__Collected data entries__
========================================
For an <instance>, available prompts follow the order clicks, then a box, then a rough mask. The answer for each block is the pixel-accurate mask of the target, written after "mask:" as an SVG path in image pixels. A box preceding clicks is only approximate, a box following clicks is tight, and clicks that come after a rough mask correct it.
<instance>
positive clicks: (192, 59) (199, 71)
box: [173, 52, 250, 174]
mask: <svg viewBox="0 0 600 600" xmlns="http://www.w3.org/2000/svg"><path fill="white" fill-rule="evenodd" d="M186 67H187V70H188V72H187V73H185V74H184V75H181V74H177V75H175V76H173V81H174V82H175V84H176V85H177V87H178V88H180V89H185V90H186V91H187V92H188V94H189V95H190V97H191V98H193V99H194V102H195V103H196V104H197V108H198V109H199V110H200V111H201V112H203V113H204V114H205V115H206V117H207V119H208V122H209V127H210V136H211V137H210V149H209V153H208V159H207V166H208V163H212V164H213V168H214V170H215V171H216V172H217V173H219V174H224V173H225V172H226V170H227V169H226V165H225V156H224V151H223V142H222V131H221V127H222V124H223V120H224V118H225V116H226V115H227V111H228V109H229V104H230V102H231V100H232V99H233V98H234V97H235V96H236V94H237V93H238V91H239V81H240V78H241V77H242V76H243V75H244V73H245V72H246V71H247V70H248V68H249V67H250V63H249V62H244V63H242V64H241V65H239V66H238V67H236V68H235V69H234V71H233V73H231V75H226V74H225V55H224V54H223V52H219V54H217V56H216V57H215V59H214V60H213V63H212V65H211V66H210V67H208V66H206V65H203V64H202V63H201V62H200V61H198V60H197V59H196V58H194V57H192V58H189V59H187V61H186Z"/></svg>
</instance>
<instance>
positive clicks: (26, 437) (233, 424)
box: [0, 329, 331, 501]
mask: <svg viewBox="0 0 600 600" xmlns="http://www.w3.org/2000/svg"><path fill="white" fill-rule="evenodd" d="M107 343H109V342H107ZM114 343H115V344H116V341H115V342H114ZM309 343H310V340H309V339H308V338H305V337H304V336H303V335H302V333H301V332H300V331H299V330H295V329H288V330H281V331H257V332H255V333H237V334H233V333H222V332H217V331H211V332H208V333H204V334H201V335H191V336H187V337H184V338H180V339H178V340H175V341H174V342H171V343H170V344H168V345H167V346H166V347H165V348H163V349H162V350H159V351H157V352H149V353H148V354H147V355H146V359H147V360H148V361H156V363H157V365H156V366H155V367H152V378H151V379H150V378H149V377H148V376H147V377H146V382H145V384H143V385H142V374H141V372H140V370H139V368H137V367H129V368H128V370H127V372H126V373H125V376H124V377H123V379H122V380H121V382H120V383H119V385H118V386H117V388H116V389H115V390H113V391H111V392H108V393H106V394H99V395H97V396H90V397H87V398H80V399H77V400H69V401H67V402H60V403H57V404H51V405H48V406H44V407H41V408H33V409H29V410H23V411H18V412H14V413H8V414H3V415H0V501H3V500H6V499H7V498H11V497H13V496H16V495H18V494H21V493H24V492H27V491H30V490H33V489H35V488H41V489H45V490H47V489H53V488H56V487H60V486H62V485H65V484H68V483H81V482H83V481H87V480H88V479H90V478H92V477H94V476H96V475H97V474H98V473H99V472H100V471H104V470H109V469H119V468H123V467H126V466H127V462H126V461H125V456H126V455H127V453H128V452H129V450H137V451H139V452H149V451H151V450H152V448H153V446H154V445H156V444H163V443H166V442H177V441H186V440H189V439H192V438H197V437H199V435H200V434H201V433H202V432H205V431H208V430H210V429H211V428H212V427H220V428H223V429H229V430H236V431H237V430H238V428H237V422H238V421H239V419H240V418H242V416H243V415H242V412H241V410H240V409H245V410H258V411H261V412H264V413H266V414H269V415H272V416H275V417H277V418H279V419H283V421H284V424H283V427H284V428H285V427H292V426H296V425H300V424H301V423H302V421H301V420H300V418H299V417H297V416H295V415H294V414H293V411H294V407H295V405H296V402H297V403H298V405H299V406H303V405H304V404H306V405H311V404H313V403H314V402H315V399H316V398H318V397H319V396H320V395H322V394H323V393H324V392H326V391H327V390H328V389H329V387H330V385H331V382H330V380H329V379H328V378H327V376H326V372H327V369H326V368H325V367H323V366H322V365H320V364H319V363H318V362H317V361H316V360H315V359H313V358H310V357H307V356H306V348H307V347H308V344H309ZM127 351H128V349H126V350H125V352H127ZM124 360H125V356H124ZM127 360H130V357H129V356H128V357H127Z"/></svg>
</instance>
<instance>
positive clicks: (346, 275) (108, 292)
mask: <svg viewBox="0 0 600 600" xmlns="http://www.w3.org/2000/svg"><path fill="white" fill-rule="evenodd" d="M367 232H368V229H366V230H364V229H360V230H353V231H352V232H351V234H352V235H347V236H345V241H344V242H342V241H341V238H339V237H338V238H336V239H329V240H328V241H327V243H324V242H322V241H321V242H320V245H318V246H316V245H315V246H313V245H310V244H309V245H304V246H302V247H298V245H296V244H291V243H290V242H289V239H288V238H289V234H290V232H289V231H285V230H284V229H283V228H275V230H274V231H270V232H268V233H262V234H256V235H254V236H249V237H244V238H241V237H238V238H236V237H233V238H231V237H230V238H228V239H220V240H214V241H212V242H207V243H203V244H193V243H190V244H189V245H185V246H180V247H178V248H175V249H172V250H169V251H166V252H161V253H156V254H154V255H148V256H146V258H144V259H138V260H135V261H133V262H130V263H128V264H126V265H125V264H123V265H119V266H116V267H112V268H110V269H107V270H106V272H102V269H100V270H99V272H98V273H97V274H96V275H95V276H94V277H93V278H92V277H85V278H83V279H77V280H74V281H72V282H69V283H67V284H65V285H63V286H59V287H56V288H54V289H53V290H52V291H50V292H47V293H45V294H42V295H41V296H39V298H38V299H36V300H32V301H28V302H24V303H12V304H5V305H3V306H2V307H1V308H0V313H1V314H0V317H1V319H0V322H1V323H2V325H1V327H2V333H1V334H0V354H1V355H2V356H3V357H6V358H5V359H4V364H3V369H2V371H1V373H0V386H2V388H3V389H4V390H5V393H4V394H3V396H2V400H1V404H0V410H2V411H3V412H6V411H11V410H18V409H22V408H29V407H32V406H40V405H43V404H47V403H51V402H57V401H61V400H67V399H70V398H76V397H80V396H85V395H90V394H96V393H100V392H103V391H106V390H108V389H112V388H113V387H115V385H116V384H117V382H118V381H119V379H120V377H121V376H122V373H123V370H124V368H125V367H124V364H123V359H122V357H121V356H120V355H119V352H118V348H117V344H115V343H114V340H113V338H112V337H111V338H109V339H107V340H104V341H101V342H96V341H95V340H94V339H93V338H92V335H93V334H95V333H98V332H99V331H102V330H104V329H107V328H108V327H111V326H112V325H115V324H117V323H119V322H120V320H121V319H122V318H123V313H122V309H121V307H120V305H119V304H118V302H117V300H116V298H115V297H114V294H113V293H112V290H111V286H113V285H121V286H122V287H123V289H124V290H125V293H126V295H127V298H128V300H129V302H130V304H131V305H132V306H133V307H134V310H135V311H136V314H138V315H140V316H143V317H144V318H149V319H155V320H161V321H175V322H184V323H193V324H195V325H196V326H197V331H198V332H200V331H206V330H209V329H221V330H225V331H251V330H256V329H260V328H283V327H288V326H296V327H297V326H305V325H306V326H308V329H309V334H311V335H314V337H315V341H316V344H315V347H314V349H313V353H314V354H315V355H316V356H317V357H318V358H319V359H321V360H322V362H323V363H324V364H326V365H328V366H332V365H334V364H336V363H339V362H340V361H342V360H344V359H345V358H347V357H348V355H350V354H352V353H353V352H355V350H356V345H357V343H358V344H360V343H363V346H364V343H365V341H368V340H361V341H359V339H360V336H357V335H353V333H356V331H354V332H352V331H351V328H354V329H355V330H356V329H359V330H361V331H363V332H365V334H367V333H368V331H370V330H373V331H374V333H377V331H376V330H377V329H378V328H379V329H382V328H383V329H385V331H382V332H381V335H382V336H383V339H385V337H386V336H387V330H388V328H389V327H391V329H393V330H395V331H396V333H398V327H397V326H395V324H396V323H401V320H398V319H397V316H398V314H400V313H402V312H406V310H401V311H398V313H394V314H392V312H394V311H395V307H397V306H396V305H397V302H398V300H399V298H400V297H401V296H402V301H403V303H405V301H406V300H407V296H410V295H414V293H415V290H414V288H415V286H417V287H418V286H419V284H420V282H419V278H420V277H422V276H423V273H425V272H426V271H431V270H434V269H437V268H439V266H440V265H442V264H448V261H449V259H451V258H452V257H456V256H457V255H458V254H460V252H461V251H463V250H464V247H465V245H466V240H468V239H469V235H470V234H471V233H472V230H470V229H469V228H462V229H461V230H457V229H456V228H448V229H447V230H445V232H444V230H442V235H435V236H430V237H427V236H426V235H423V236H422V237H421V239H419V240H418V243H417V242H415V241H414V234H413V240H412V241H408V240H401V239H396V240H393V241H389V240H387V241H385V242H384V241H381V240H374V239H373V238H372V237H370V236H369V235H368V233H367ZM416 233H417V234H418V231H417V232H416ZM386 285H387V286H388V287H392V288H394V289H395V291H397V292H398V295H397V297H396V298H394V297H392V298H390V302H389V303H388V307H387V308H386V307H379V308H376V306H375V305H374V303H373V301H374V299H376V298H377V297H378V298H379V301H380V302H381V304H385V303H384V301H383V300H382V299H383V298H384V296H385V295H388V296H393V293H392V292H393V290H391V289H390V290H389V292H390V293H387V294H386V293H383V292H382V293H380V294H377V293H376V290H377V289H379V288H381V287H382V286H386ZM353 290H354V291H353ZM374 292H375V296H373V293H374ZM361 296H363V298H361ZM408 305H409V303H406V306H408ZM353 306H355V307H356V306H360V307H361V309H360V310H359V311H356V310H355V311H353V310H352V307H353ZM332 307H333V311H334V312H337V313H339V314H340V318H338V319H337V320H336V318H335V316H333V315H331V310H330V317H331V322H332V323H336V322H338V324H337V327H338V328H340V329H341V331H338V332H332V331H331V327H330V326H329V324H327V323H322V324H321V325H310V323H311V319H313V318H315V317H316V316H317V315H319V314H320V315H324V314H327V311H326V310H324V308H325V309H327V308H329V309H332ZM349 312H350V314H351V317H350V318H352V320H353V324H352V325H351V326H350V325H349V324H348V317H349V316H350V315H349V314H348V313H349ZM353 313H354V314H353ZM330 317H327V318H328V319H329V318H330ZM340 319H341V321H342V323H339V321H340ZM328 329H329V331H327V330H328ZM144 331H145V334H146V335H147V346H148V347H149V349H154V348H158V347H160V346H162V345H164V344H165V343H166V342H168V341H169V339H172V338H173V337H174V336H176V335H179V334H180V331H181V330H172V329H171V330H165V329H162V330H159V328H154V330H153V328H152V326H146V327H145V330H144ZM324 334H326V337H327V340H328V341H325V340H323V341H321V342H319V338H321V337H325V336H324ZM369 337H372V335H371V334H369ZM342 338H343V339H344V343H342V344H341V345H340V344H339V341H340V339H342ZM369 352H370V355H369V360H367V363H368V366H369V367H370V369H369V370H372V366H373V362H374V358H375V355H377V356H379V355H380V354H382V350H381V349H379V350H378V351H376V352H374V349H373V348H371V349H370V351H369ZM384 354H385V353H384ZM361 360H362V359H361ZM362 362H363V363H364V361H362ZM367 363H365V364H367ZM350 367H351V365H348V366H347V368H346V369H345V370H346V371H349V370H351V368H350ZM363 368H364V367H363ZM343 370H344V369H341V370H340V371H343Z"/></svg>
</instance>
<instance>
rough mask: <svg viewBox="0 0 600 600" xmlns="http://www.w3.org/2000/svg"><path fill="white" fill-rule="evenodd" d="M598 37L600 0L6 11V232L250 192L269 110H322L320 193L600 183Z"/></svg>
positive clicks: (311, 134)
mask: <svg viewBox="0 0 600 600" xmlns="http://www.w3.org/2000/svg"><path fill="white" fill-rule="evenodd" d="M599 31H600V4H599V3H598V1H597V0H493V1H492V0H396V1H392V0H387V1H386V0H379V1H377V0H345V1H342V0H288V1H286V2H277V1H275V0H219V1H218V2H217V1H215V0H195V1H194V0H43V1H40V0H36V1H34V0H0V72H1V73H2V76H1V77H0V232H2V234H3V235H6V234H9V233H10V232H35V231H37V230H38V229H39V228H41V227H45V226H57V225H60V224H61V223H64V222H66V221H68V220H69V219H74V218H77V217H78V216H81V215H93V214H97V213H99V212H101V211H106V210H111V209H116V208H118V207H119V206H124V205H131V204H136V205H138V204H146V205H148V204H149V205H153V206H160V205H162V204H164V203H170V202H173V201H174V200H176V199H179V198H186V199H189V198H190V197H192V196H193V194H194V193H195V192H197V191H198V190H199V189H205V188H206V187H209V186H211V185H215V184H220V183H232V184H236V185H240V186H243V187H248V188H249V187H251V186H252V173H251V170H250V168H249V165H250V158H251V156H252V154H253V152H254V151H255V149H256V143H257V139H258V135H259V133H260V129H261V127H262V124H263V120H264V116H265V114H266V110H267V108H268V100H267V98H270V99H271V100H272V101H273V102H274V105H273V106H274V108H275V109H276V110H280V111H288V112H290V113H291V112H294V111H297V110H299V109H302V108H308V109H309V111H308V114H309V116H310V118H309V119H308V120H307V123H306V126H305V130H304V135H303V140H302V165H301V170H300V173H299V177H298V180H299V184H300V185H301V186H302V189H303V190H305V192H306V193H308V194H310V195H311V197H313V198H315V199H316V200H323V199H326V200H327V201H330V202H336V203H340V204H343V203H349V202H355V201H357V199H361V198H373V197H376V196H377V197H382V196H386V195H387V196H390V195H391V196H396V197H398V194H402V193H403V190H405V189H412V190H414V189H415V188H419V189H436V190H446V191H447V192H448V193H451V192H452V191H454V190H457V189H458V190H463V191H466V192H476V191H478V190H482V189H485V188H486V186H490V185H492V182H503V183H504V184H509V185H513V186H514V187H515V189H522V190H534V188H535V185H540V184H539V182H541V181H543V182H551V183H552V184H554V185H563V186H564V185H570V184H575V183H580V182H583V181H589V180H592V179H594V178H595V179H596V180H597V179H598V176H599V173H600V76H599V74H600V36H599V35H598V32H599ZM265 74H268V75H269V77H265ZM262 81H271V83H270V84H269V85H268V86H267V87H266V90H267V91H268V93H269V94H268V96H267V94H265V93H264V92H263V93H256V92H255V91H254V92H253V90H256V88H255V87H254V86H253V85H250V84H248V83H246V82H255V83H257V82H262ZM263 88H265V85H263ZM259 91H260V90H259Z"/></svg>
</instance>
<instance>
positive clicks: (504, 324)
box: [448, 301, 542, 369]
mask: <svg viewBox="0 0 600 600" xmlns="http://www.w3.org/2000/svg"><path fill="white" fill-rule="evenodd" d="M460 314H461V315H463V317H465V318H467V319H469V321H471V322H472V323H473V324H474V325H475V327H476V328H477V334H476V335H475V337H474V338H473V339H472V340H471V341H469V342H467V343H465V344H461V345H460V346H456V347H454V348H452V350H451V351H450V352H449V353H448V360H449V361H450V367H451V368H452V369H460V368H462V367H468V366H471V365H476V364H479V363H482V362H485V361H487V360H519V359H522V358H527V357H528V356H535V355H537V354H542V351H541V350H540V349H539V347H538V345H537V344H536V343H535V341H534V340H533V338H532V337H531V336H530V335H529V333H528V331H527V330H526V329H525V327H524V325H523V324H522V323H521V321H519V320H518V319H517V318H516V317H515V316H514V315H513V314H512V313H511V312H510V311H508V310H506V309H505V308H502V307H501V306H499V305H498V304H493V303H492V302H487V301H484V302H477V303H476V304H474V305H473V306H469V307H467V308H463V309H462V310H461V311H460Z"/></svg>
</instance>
========================================
__Task description__
Retype the entries exactly from the first line, stopping after the line with "positive clicks: (192, 59) (199, 71)".

__Answer section__
For an <instance>, available prompts follow the order clicks, then a box, then a rough mask. The answer for each block is the pixel-accurate mask of the target, written after "mask:" as an SVG path in image pixels. A box preceding clicks is only approximate, a box following clicks is tight, and clicks that come after a rough mask correct it.
<instance>
positive clicks: (192, 59) (199, 71)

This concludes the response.